• PROBLEM TO SOLVE:
Please restate the following records word for word.

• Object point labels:

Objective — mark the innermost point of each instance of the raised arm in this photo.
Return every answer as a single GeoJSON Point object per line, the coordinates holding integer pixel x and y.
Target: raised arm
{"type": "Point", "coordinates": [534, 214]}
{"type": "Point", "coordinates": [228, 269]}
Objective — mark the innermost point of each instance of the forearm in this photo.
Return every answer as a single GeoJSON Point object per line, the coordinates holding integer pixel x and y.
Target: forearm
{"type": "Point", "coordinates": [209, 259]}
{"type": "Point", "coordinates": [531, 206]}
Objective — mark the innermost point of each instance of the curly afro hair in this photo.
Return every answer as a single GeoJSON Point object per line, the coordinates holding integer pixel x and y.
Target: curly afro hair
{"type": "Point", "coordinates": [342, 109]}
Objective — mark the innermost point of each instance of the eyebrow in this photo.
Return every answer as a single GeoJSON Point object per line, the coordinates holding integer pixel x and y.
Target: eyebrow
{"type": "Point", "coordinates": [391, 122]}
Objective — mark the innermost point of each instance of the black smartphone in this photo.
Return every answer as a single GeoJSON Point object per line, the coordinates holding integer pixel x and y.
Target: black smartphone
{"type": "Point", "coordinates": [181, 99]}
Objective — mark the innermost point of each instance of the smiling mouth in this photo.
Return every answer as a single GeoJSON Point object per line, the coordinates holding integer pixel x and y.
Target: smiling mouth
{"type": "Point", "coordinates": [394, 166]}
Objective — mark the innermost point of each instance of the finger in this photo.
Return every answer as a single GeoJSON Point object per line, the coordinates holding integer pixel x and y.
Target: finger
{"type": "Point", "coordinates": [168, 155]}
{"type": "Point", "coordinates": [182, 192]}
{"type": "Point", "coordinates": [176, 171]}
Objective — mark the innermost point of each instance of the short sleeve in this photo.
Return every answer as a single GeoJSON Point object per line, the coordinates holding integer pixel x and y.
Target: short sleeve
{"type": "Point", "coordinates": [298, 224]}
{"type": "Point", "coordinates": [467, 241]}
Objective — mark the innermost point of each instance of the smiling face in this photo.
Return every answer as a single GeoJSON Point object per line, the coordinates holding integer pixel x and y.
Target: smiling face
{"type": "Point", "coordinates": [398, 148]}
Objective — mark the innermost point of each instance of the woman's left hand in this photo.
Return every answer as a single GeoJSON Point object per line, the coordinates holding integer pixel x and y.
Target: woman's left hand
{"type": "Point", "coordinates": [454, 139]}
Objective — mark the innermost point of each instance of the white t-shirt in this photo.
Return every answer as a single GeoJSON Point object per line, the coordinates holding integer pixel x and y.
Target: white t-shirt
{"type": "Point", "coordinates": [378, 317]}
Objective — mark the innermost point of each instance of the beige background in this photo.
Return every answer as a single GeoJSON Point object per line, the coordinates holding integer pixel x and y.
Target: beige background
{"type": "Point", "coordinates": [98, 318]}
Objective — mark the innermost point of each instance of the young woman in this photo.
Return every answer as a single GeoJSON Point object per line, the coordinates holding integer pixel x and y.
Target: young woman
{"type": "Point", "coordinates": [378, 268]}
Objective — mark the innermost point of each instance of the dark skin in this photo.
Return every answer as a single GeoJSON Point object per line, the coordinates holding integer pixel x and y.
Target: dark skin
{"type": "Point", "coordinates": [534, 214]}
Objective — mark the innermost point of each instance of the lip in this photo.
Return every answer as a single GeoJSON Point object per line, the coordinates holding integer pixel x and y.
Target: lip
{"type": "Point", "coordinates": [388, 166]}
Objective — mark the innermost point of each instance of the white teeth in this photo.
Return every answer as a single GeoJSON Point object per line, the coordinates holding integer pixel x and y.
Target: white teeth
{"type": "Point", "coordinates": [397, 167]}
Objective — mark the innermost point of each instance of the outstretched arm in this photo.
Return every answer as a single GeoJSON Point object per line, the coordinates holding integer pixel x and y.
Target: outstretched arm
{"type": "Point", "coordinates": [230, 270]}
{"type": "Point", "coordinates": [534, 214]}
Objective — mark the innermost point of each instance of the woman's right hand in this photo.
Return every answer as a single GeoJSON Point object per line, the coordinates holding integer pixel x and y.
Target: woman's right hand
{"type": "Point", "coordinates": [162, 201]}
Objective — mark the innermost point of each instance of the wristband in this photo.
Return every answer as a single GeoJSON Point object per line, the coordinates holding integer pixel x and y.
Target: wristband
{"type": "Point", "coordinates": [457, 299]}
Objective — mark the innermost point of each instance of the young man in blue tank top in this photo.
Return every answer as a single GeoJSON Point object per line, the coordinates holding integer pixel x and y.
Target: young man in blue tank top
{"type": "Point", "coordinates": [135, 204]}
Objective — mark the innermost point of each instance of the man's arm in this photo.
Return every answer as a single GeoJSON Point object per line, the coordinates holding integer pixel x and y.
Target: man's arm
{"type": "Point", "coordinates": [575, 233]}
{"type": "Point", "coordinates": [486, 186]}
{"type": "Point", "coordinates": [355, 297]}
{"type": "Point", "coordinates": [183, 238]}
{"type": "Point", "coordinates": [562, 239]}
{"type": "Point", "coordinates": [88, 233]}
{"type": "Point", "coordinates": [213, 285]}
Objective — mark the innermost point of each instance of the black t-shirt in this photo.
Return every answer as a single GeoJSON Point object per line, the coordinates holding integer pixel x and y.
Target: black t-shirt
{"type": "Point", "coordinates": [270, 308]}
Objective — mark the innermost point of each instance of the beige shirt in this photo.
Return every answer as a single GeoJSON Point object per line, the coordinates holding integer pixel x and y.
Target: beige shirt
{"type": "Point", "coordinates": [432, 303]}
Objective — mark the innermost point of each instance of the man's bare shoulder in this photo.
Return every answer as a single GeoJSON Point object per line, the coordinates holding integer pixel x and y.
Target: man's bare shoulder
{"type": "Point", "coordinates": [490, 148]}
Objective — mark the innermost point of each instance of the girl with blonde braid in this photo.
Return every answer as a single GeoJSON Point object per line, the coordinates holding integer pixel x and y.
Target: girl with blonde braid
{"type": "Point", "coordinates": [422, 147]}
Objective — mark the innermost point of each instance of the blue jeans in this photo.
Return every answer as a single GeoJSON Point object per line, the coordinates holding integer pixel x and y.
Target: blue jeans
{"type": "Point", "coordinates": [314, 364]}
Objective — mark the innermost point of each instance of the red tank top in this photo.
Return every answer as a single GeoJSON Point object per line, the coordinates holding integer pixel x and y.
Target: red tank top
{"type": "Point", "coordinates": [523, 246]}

• ANSWER TO THIS PROBLEM:
Objective — mark the innermost point of each instance of the raised arm in this photo.
Return every answer as a single GeoJSON Point object per line, the coordinates holding integer pixel x and y.
Target: raised arm
{"type": "Point", "coordinates": [534, 214]}
{"type": "Point", "coordinates": [228, 269]}
Objective — mark the innermost point of each instance of the forearm in this photo.
Return every answer as a single GeoJSON Point object per line, the coordinates holding integer pixel x and y.
Target: forearm
{"type": "Point", "coordinates": [209, 259]}
{"type": "Point", "coordinates": [531, 206]}
Objective — mark the innermost point of each instance of the curly afro hair in this photo.
Return every answer as a single GeoJSON Point object per line, the coordinates holding integer pixel x and y.
Target: curly afro hair
{"type": "Point", "coordinates": [342, 109]}
Objective — mark the innermost point of each instance of the eyebrow in this photo.
Return every answer as a single GeoJSON Point object per line, the coordinates holding integer pixel x and y.
Target: eyebrow
{"type": "Point", "coordinates": [391, 122]}
Objective — mark the innermost point of each instance of the black smartphone in this photo.
Return every answer as a single GeoJSON Point object per line, the coordinates holding integer pixel x and y.
Target: black smartphone
{"type": "Point", "coordinates": [181, 99]}
Objective — mark the innermost point of each instance of the smiling mouth in this photo.
Return every answer as a single GeoJSON Point object per line, the coordinates holding integer pixel x and y.
Target: smiling mouth
{"type": "Point", "coordinates": [394, 166]}
Objective — mark the innermost point of each instance of the finger in this photo.
Return every answer as a single GeoJSON Point object per line, the coordinates holding integer pixel x and y.
Target: finger
{"type": "Point", "coordinates": [168, 155]}
{"type": "Point", "coordinates": [182, 192]}
{"type": "Point", "coordinates": [176, 171]}
Objective — mark the innermost point of each instance of the short sleeve in this photo.
Return every answer as a single GeoJSON Point object per line, the coordinates holding integer pixel x and y.
Target: short sleeve
{"type": "Point", "coordinates": [298, 224]}
{"type": "Point", "coordinates": [467, 241]}
Objective — mark the innermost point of each instance of the smiling face in this photo.
Return every answer as a single GeoJSON Point object per line, the coordinates holding integer pixel x and y.
Target: smiling face
{"type": "Point", "coordinates": [398, 148]}
Objective — mark the innermost point of each instance of the woman's left hand in this photo.
Return every answer as a single GeoJSON Point object per line, the coordinates holding integer pixel x and y.
Target: woman's left hand
{"type": "Point", "coordinates": [454, 139]}
Objective — mark the innermost point of each instance of the white t-shirt in this photo.
Return every answer as a single GeoJSON Point object per line, the coordinates holding integer pixel x and y.
Target: white t-shirt
{"type": "Point", "coordinates": [378, 317]}
Objective — mark the innermost point of each instance of the beige background in this photo.
Return every answer as a single GeoJSON Point object per line, the coordinates holding integer pixel x and y.
Target: beige background
{"type": "Point", "coordinates": [98, 318]}
Objective — mark the innermost point of each instance of the young woman in this photo.
Return every answer as a single GeoJSON Point object per line, the coordinates holding integer pixel x and y.
Target: young woman
{"type": "Point", "coordinates": [378, 268]}
Objective — mark the innermost point of each instance of the dark skin in this photo.
Return every answer as a single GeoJSON Point object per line, the coordinates holding integer pixel x and y.
Target: dark skin
{"type": "Point", "coordinates": [534, 214]}
Objective — mark the innermost point of each instance of the lip in this photo.
Return every answer as a single GeoJSON Point object per line, the coordinates holding integer pixel x and y.
Target: lip
{"type": "Point", "coordinates": [388, 166]}
Objective — mark the innermost point of each instance of the white teeth in this photo.
Return every answer as a single GeoJSON Point object per line, the coordinates holding integer pixel x and y.
Target: white teeth
{"type": "Point", "coordinates": [397, 167]}
Objective — mark the innermost point of each instance of the outstretched arm in this photo.
Return every answer as a single GeoJSON Point object per line, the coordinates holding integer pixel x and y.
Target: outstretched arm
{"type": "Point", "coordinates": [230, 270]}
{"type": "Point", "coordinates": [534, 214]}
Objective — mark the innermost point of each instance of the woman's right hand in this photo.
Return every answer as a single GeoJSON Point object per line, the coordinates holding integer pixel x and y.
Target: woman's right hand
{"type": "Point", "coordinates": [162, 201]}
Objective — mark the innermost point of each instance of the wristband in this photo.
Return every answer as a single GeoJSON Point object per line, the coordinates holding integer pixel x and y.
Target: wristband
{"type": "Point", "coordinates": [457, 299]}
Objective — mark the innermost point of each instance of the young man in blue tank top in this photo.
Return every answer as a single GeoJSON Point object per line, the coordinates holding integer pixel x and y.
Target: young man in blue tank top
{"type": "Point", "coordinates": [135, 204]}
Objective — mark the innermost point of each instance of the man's arm in this photo.
Return every answer as a single GeoJSON Point object per line, the coordinates holding integer pixel x and y.
Target: man's arm
{"type": "Point", "coordinates": [575, 233]}
{"type": "Point", "coordinates": [486, 186]}
{"type": "Point", "coordinates": [355, 297]}
{"type": "Point", "coordinates": [183, 238]}
{"type": "Point", "coordinates": [562, 239]}
{"type": "Point", "coordinates": [88, 233]}
{"type": "Point", "coordinates": [213, 285]}
Objective — mark the innermost point of each instance of the black t-shirt in this photo.
Return every answer as a single GeoJSON Point object per line, the coordinates holding integer pixel x and y.
Target: black t-shirt
{"type": "Point", "coordinates": [270, 308]}
Objective — mark the innermost point of each instance of the beige shirt in this photo.
Return every answer as a single GeoJSON Point object per line, the coordinates holding integer pixel x and y.
Target: beige shirt
{"type": "Point", "coordinates": [432, 303]}
Objective — mark the innermost point of each instance of the man's bare shoulder in this photo.
Return every answer as a single GeoJSON Point object per line, the coordinates holding integer pixel x and y.
Target: man's bare shoulder
{"type": "Point", "coordinates": [490, 148]}
Objective — mark the innermost point of each instance of the girl with blonde braid in this photo.
Return every answer as a single GeoJSON Point object per line, the coordinates holding integer pixel x and y.
Target: girl with blonde braid
{"type": "Point", "coordinates": [422, 147]}
Objective — mark the innermost point of each instance of the blue jeans in this photo.
Return every answer as a single GeoJSON Point object per line, the coordinates holding integer pixel x and y.
Target: blue jeans
{"type": "Point", "coordinates": [314, 364]}
Objective — mark the innermost point of each instance of the red tank top in this photo.
Return every answer as a single GeoJSON Point object per line, the coordinates holding integer pixel x and y.
Target: red tank top
{"type": "Point", "coordinates": [523, 246]}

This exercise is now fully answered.